DOCUMENT SECTION
··········

Monday, October 15, 2012

Giants Pleased With All-Around Play Against 49ers

 Coach Tom Coughlin hammered his Giants players throughout the preseason with the slogan “Build the Bridge,” urging them to continue to display the qualities that allowed them to sweep their final six games last season and emerge as Super Bowl champions. 

They quickly realized how difficult it can be to turn those words into action when they became the first defending champions in 13 years to drop their opener — a 24-17 defeat to the visiting Dallas Cowboys. They needed 25 fourth-quarter points to rally past Tampa Bay, 41-34, in their second game and appeared to be regaining their form with a 36-7 victory at the Panthers.
A 19-17 loss at Philadelphia followed, in which the Eagles ran around and through the Giants for 191 yards. Next was a come-from-behind 41-27 win against the rebuilding Cleveland Browns, in which the Giants spotted the visitors 14 points.
Then came a 26-3 domination of the San Francisco 49ers in a rematch of last season’s N.F.C. championship game that turned into a shocking mismatch and delivered an important reminder: it takes time to build a bridge.
“We feel that once we put everything together — offense, defense and special teams — that’s something that is going to be tough for teams to beat us,” linebacker Michael Boley said Monday during a conference call. “We kind of put everything together, and we showed that we’re a team to be reckoned with.”
Coughlin, also speaking by conference call, could not have been prouder when he said, “In a very big conference game, we were able to go to San Francisco and come up with a win against a very, very good 49er team.”
The Giants said before they ventured to San Francisco that a repeat of their 20-17 nail-biter in that title game depended on their ability to win the physical confrontations up front by running successfully while stopping a ground game that had averaged a league-leading 195.8 yards a game. They won big on both counts.
Ahmad Bradshaw dashed and darted his way for 116 yards and a touchdown on 27 carries, becoming the only running back to reach 100 yards in the 49ers’ last 23 home games. Combined with his 200-yard eruption the previous week, Bradshaw, a six-year veteran, has put up consecutive 100-yard efforts for the second time in his career.

··········

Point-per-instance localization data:
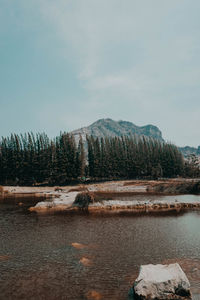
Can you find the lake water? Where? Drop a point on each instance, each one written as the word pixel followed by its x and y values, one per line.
pixel 40 260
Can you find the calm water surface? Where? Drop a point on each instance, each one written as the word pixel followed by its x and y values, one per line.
pixel 38 260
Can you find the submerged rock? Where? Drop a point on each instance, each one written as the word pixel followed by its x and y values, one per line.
pixel 161 282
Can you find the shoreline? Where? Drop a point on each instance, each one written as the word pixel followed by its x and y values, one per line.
pixel 60 199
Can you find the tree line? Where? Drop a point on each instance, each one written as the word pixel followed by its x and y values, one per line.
pixel 35 159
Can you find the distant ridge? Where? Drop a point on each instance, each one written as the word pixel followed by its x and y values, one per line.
pixel 109 128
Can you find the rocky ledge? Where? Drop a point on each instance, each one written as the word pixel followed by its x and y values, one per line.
pixel 161 282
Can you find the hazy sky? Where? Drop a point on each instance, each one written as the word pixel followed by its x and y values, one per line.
pixel 66 63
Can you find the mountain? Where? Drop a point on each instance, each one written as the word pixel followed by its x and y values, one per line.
pixel 110 128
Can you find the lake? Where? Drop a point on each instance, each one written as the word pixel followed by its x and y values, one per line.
pixel 84 256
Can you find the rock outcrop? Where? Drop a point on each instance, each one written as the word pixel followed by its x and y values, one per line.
pixel 110 128
pixel 161 282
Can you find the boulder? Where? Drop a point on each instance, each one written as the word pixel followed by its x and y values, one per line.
pixel 161 282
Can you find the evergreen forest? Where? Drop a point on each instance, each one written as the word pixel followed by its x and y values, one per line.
pixel 37 160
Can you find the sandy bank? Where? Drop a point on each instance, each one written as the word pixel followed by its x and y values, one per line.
pixel 62 198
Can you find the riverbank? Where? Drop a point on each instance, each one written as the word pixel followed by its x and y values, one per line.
pixel 108 196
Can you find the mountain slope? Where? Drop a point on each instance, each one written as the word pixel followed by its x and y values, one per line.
pixel 110 128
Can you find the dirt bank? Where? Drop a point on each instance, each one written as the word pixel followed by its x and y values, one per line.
pixel 62 198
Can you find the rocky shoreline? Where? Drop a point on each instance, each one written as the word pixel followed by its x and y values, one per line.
pixel 62 198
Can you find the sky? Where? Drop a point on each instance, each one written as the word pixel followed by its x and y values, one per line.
pixel 66 63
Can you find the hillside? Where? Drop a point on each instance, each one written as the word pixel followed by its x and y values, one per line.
pixel 110 128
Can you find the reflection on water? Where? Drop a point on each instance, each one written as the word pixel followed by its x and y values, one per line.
pixel 89 257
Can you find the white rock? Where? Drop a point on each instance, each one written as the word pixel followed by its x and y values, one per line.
pixel 162 282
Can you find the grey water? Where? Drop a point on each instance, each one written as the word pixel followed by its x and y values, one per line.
pixel 83 256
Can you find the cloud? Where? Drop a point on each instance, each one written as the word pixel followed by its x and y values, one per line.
pixel 136 59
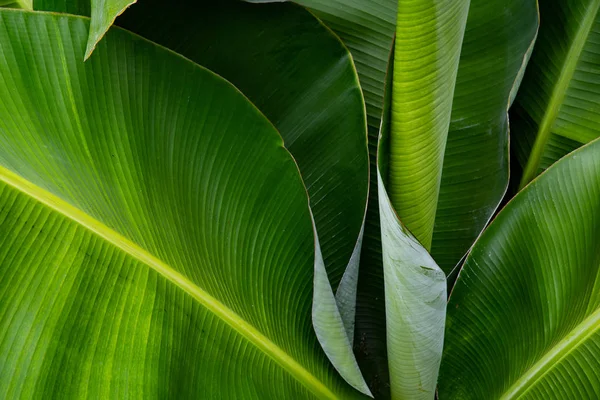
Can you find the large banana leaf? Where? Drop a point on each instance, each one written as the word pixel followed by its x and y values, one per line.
pixel 558 106
pixel 103 14
pixel 524 316
pixel 156 236
pixel 429 36
pixel 301 77
pixel 307 86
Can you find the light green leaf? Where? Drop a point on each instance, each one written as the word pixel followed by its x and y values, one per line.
pixel 102 12
pixel 557 108
pixel 24 4
pixel 156 235
pixel 307 86
pixel 429 36
pixel 524 316
pixel 415 290
pixel 415 306
pixel 476 162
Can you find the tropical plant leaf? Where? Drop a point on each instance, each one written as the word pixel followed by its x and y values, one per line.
pixel 429 36
pixel 524 316
pixel 557 108
pixel 307 86
pixel 423 76
pixel 76 7
pixel 103 14
pixel 24 4
pixel 147 241
pixel 415 291
pixel 476 161
pixel 475 170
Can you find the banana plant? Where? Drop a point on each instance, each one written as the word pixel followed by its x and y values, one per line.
pixel 557 108
pixel 184 214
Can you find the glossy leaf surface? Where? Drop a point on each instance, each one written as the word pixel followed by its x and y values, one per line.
pixel 429 36
pixel 150 246
pixel 103 14
pixel 558 105
pixel 415 294
pixel 302 78
pixel 524 316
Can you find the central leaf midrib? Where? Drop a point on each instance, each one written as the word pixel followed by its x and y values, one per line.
pixel 578 335
pixel 246 330
pixel 559 92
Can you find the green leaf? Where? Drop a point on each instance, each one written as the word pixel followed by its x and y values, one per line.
pixel 558 105
pixel 415 289
pixel 76 7
pixel 301 77
pixel 24 4
pixel 156 235
pixel 475 169
pixel 102 12
pixel 524 316
pixel 475 173
pixel 429 36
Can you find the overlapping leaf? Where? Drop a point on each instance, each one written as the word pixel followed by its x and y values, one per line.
pixel 524 316
pixel 156 236
pixel 557 108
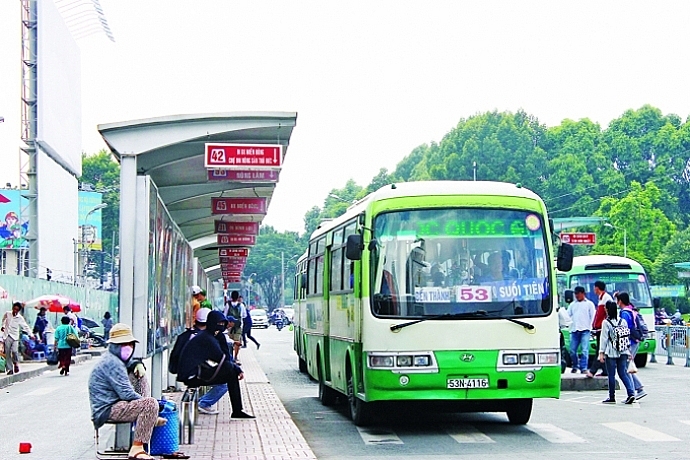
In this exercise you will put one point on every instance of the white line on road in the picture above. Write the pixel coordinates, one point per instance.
(554, 434)
(640, 432)
(467, 434)
(378, 436)
(41, 391)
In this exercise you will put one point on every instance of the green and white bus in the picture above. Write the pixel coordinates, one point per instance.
(433, 291)
(619, 274)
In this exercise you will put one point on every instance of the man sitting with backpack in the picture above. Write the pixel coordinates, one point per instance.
(638, 332)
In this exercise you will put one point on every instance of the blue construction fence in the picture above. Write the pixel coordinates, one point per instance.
(94, 303)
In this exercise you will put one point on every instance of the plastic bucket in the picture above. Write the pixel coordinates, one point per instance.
(166, 439)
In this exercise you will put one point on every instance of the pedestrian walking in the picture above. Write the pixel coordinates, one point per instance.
(615, 352)
(13, 323)
(64, 349)
(107, 322)
(581, 311)
(628, 313)
(234, 309)
(247, 330)
(599, 317)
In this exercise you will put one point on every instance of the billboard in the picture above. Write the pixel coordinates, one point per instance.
(59, 89)
(12, 227)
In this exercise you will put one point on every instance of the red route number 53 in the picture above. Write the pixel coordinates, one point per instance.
(474, 294)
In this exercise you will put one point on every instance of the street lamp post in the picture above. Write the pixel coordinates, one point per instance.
(249, 287)
(625, 237)
(282, 277)
(84, 248)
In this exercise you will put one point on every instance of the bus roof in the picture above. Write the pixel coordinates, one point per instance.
(605, 262)
(429, 188)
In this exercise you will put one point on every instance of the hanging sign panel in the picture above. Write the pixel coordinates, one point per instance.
(236, 228)
(248, 156)
(238, 205)
(233, 260)
(243, 175)
(233, 252)
(236, 240)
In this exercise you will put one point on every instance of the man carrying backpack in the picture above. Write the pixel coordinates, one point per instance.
(234, 309)
(638, 331)
(614, 350)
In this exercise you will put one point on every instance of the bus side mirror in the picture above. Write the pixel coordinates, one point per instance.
(564, 259)
(353, 250)
(568, 296)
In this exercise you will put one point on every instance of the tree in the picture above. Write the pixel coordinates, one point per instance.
(265, 260)
(647, 227)
(102, 172)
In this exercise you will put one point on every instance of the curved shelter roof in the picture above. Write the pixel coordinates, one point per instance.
(171, 150)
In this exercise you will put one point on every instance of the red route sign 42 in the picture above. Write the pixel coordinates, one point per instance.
(247, 156)
(579, 238)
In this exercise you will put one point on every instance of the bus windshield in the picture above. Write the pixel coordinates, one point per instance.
(449, 261)
(635, 284)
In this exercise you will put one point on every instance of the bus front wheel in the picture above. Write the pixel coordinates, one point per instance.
(519, 411)
(360, 411)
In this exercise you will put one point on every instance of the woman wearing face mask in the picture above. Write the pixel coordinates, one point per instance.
(206, 360)
(112, 396)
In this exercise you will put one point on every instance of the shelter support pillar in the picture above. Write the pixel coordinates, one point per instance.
(128, 208)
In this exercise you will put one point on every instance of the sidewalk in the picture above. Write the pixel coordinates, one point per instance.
(271, 436)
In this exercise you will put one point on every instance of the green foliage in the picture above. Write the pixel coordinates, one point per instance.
(265, 260)
(103, 173)
(677, 250)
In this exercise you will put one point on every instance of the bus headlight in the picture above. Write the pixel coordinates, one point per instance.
(404, 361)
(424, 360)
(548, 358)
(510, 359)
(381, 361)
(527, 358)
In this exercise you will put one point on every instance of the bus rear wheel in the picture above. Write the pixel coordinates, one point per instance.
(360, 411)
(520, 411)
(327, 395)
(302, 365)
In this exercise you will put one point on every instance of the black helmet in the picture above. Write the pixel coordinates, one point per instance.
(216, 321)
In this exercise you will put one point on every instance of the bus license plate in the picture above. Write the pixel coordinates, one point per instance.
(465, 384)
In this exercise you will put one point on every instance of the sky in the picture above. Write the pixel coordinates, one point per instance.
(370, 80)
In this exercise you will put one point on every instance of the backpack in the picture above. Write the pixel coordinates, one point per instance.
(641, 325)
(620, 336)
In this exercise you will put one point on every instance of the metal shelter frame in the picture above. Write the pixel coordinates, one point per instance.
(170, 150)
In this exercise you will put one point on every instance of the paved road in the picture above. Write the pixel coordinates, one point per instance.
(577, 424)
(52, 413)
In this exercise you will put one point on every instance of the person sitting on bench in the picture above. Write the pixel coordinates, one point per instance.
(114, 399)
(206, 360)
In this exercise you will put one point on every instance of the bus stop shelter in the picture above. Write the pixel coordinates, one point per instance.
(162, 169)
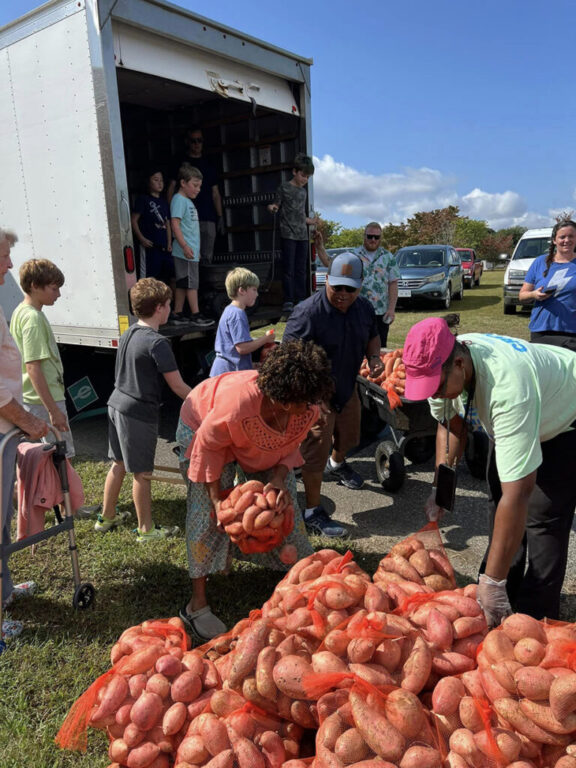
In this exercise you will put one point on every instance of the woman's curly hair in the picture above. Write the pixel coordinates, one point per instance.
(297, 372)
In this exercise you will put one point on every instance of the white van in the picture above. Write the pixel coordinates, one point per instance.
(533, 243)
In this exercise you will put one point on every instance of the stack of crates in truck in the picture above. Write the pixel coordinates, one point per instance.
(94, 93)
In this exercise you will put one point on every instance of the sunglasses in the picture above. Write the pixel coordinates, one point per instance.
(339, 288)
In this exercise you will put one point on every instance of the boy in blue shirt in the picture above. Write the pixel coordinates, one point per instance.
(186, 244)
(151, 225)
(234, 345)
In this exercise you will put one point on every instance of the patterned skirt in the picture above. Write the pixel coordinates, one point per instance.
(209, 549)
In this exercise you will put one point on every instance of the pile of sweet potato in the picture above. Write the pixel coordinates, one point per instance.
(394, 374)
(253, 519)
(339, 670)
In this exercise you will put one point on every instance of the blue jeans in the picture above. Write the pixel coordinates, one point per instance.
(294, 269)
(8, 476)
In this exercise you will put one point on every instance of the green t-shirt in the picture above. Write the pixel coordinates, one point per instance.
(32, 333)
(525, 394)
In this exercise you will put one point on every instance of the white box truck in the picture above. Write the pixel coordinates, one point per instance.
(533, 243)
(95, 91)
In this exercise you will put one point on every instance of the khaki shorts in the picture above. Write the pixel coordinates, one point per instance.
(338, 431)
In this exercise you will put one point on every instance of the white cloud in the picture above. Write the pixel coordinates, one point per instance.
(345, 194)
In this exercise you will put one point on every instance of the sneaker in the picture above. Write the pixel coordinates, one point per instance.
(11, 629)
(200, 320)
(25, 589)
(104, 524)
(177, 318)
(346, 475)
(203, 624)
(157, 533)
(319, 522)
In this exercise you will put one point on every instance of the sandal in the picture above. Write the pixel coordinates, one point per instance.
(202, 623)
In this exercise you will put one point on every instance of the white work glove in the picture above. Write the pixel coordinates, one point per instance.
(493, 599)
(432, 510)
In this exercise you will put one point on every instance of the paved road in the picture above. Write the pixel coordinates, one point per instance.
(375, 518)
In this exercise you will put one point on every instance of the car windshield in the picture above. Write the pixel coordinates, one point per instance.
(416, 258)
(531, 248)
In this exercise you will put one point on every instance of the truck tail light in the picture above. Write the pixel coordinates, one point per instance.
(129, 262)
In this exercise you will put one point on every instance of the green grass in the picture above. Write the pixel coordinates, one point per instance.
(62, 651)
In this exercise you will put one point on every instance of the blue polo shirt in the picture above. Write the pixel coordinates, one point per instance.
(343, 335)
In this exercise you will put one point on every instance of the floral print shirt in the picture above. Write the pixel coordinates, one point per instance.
(380, 268)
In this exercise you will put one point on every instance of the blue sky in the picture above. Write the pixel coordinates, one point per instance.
(417, 105)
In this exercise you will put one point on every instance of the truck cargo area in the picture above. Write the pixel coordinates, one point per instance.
(249, 145)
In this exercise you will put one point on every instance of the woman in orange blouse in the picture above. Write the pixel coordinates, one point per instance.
(250, 423)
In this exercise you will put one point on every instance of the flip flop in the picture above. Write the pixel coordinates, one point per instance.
(202, 623)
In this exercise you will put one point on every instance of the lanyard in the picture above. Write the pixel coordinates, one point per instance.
(471, 393)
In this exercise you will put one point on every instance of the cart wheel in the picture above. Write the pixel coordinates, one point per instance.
(476, 453)
(419, 449)
(389, 466)
(83, 596)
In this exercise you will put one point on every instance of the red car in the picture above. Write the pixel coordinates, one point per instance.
(472, 266)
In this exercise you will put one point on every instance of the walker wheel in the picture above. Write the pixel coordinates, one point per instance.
(83, 596)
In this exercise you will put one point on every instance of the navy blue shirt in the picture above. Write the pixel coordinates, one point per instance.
(343, 335)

··········

Carry on the article about the Giants' win over the 49ers, beginning right after its final sentence.

The 49ers had amassed 311 yards on the ground and 310 passing yards in a 45-3 thrashing of Buffalo the previous week, distinguished themselves as the only team in N.F.L. history to surpass 300 yards running and throwing in the same game. The Giants limited the 49ers to 80 yards rushing.
“We’ve been up and down this year as a team,” Boley said. “So there were a lot of doubts as far as were we going to be able to stop the run or if we were going to be able to run the ball. So I think we made a statement that this is a physical team.”
With the 49ers forced to go to the air, Alex Smith and Colin Kaepernick were sacked six times.
The fierce pass rush that had keyed the Giants’ Super Bowl run had been relatively meek, with eight sacks through the first five games.
“We played outstanding defense,” Coughlin said. “Let’s face it, we played a team that had been on fire. And we played very well.”
He noted that the Giants’ special teams did well in controlling San Francisco’s dangerous return game, and he described David Wilson’s 66-yard runback of the second-half kickoff as a “momentum-changing play.”
Although the Giants improved to 4-2, they are 0-2 in the East as they turn their attention to Sunday’s home game against the Washington Redskins (3-3), who swept both meetings last season. “We need to have consistency,” Coughlin said. “We need to be able to play very well in a division game.”
EXTRA POINTS
Defensive tackle Chris Canty, who missed the first six games this season when he was placed on the physically unable to perform list after off-season knee surgery, is cleared to practice. Tom Coughlin said Monday that tight end Travis Beckum, also recovering from off-season knee surgery, was not cleared.